* The exercise: Convert the entire listing below into a two-column CSV with the header columns "request" and "answer". Each request gets one row, with its text in the first quoted field and its answer in the second, and every line break inside a field is replaced by a space.

Data lines
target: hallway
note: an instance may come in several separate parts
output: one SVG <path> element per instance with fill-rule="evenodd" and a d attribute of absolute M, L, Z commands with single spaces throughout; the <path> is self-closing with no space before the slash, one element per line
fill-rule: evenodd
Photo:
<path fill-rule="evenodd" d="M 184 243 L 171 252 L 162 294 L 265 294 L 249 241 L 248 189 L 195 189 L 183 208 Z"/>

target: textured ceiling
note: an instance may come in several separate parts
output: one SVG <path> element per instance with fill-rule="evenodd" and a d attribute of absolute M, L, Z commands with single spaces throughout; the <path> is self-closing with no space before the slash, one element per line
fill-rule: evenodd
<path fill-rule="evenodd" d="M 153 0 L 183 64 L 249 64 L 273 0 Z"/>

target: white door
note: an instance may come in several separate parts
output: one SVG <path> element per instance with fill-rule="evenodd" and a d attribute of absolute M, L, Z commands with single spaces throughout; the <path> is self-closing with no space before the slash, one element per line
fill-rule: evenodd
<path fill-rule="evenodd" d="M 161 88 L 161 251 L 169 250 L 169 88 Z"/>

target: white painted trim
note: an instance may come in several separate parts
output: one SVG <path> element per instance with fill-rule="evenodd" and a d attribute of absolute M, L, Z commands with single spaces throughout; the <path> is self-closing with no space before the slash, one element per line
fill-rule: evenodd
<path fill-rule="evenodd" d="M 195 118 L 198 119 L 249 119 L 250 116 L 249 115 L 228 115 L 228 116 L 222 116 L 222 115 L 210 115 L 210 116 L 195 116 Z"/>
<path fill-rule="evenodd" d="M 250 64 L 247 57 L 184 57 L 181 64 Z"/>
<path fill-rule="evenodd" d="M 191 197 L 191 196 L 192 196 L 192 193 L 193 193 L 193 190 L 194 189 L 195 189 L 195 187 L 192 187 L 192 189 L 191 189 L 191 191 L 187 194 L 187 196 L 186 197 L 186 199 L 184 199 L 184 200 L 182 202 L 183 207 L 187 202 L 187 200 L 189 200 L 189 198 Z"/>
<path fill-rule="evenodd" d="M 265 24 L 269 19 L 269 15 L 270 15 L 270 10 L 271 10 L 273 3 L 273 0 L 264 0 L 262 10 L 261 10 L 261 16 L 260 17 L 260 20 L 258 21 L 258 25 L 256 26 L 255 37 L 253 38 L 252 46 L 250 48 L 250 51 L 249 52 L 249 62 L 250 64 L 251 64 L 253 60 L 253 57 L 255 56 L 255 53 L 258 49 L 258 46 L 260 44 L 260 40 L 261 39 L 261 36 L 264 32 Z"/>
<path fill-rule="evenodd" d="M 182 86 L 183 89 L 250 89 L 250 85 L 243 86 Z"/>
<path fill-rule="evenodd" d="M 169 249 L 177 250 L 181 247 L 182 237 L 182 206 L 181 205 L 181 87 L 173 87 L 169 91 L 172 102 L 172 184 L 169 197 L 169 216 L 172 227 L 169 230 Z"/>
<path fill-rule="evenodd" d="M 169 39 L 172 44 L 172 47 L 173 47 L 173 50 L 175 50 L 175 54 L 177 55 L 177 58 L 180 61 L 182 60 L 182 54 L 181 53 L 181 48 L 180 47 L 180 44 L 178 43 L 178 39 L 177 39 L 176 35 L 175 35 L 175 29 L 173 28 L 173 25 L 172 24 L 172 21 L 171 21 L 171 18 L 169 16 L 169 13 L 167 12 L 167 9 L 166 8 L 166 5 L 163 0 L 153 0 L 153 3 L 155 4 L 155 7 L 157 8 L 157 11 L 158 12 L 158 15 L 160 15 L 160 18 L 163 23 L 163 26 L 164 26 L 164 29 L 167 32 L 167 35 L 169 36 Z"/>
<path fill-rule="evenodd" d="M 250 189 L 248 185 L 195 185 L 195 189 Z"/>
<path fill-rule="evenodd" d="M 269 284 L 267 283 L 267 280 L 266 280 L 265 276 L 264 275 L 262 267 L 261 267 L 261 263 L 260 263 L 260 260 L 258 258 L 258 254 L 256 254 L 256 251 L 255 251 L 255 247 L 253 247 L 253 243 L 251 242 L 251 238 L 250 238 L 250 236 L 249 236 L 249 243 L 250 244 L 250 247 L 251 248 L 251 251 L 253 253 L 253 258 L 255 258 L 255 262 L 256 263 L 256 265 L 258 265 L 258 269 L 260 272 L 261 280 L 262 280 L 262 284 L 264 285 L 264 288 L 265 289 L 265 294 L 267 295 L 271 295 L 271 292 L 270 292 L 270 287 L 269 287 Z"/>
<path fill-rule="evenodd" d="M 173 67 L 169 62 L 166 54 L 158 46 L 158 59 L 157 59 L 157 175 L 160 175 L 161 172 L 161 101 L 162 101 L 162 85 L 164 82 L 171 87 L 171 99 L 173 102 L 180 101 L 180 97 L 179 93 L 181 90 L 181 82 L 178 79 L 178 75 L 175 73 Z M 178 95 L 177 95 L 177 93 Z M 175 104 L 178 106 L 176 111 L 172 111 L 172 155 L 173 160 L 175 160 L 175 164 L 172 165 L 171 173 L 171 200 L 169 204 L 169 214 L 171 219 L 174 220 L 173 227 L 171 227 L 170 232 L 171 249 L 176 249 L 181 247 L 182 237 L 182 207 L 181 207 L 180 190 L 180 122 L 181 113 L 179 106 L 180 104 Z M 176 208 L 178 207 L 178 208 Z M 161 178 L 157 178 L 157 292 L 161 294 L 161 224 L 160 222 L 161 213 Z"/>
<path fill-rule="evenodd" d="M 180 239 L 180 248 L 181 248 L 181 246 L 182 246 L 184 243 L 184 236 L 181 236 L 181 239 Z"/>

* Finished answer:
request,answer
"target: hallway note: an instance may come in several separate parts output: one SVG <path> element per instance with fill-rule=""evenodd"" and a d attribute of absolute M, L, Z commands with single spaces throughout; the <path> is self-closing with no space before the slash, one element per line fill-rule: evenodd Photo:","<path fill-rule=""evenodd"" d=""M 184 243 L 171 252 L 162 294 L 265 294 L 249 241 L 248 189 L 195 189 L 183 208 Z""/>"
"target: textured ceiling note: an instance may come in several separate parts output: one SVG <path> element per instance with fill-rule=""evenodd"" and a d attribute of absolute M, L, Z commands with single spaces throughout; the <path> is self-closing with no space before the slash, one element per line fill-rule: evenodd","<path fill-rule=""evenodd"" d=""M 153 0 L 183 64 L 249 64 L 273 0 Z""/>"
"target: white door note: an instance may come in several separate parts output: one SVG <path> element per instance with fill-rule=""evenodd"" and a d attribute of absolute M, L, Z commands with single spaces throughout; the <path> is self-closing with no space before the slash, one element per line fill-rule: evenodd","<path fill-rule=""evenodd"" d=""M 161 88 L 161 251 L 169 250 L 169 88 Z""/>"
"target: white painted trim note: an instance may come in several separate parts output: one SVG <path> element per instance with fill-rule=""evenodd"" and a d attribute of absolute M, L, Z commands with single spaces throughout; the <path> is self-closing with no space before the slash, one element per line fill-rule: evenodd","<path fill-rule=""evenodd"" d=""M 195 118 L 198 119 L 249 119 L 250 116 L 249 115 L 228 115 L 228 116 L 222 116 L 222 115 L 210 115 L 210 116 L 195 116 Z""/> <path fill-rule=""evenodd"" d=""M 250 64 L 247 57 L 184 57 L 181 64 Z""/> <path fill-rule=""evenodd"" d=""M 191 197 L 191 196 L 192 196 L 192 193 L 193 193 L 193 190 L 194 189 L 195 189 L 195 187 L 192 187 L 192 189 L 191 189 L 191 191 L 187 194 L 187 196 L 186 197 L 186 199 L 184 199 L 184 200 L 182 202 L 183 207 L 187 202 L 187 200 L 189 200 L 189 198 Z""/> <path fill-rule=""evenodd"" d=""M 265 24 L 269 19 L 269 15 L 270 15 L 270 10 L 271 10 L 273 3 L 273 0 L 264 0 L 262 10 L 261 10 L 261 16 L 260 17 L 260 20 L 258 21 L 258 25 L 256 26 L 255 37 L 253 38 L 252 46 L 250 48 L 250 51 L 249 52 L 249 62 L 250 64 L 251 64 L 253 60 L 253 57 L 255 56 L 255 53 L 258 49 L 258 46 L 260 44 L 260 40 L 261 39 L 261 36 L 264 32 Z""/> <path fill-rule=""evenodd"" d=""M 182 86 L 183 89 L 250 89 L 250 85 L 243 86 Z""/> <path fill-rule=""evenodd"" d=""M 169 249 L 177 250 L 181 247 L 182 237 L 182 206 L 181 205 L 181 87 L 173 87 L 169 91 L 172 102 L 172 184 L 169 197 L 169 216 L 172 227 L 169 230 Z""/> <path fill-rule=""evenodd"" d=""M 169 39 L 172 44 L 172 47 L 173 47 L 173 50 L 175 50 L 175 54 L 177 55 L 177 58 L 180 61 L 182 60 L 182 54 L 181 53 L 181 48 L 180 47 L 180 44 L 178 43 L 178 39 L 177 39 L 176 35 L 175 35 L 175 29 L 173 28 L 173 25 L 172 24 L 172 21 L 171 21 L 171 18 L 169 16 L 169 13 L 167 12 L 167 9 L 166 8 L 166 5 L 163 0 L 153 0 L 153 3 L 155 4 L 155 7 L 157 8 L 157 11 L 158 12 L 158 15 L 160 15 L 160 18 L 163 23 L 163 26 L 164 26 L 164 29 L 167 32 L 167 35 L 169 36 Z""/> <path fill-rule=""evenodd"" d=""M 250 189 L 248 185 L 195 185 L 195 189 Z""/> <path fill-rule=""evenodd"" d=""M 269 284 L 267 283 L 267 280 L 266 280 L 265 276 L 264 275 L 262 267 L 261 267 L 261 263 L 260 263 L 260 260 L 258 258 L 258 254 L 256 254 L 256 251 L 255 251 L 255 247 L 253 247 L 253 243 L 251 242 L 251 238 L 250 238 L 250 236 L 249 236 L 249 243 L 250 244 L 250 247 L 251 248 L 251 251 L 253 253 L 253 258 L 255 258 L 255 262 L 256 263 L 256 265 L 258 265 L 258 269 L 260 272 L 261 280 L 262 280 L 262 284 L 264 285 L 264 288 L 265 289 L 265 294 L 267 295 L 271 295 L 271 292 L 270 292 L 270 287 L 269 287 Z""/> <path fill-rule=""evenodd"" d=""M 173 67 L 169 62 L 166 54 L 158 46 L 158 59 L 157 59 L 157 175 L 160 175 L 161 172 L 161 101 L 162 101 L 162 85 L 164 82 L 171 87 L 171 99 L 173 102 L 180 101 L 180 97 L 179 93 L 181 90 L 181 82 L 178 79 L 178 75 L 175 73 Z M 178 95 L 177 95 L 177 93 Z M 175 104 L 178 106 L 176 111 L 172 111 L 172 155 L 173 160 L 175 160 L 175 164 L 172 165 L 171 173 L 171 200 L 169 204 L 169 214 L 171 219 L 174 220 L 173 227 L 171 227 L 170 232 L 171 249 L 176 249 L 181 247 L 182 237 L 182 207 L 181 207 L 180 190 L 180 122 L 181 113 L 179 106 L 180 104 Z M 176 208 L 178 207 L 178 208 Z M 161 178 L 157 178 L 157 292 L 161 294 L 161 224 L 160 222 L 161 213 Z""/> <path fill-rule=""evenodd"" d=""M 180 239 L 180 248 L 181 248 L 181 246 L 182 246 L 184 243 L 184 236 L 181 236 L 181 239 Z""/>"